*Goal*:
Render every line of the records below as a numbered list, omitting blank lines and leaving the pictures out.

*Data excerpts*:

· · · ·

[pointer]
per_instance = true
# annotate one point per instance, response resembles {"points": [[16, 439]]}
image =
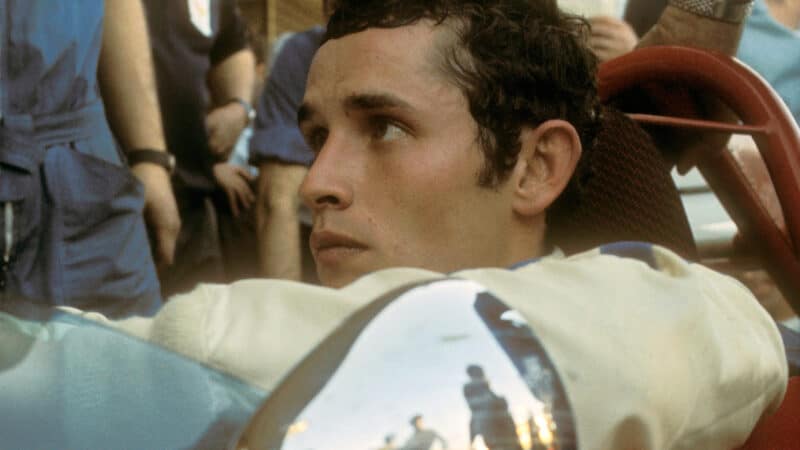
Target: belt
{"points": [[24, 138]]}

· · · ·

*Response for this exercise*:
1. [pointer]
2. per_instance = true
3. # annotate one point per instance, response resembles {"points": [[16, 439]]}
4. image =
5. Target: belt
6. {"points": [[24, 138]]}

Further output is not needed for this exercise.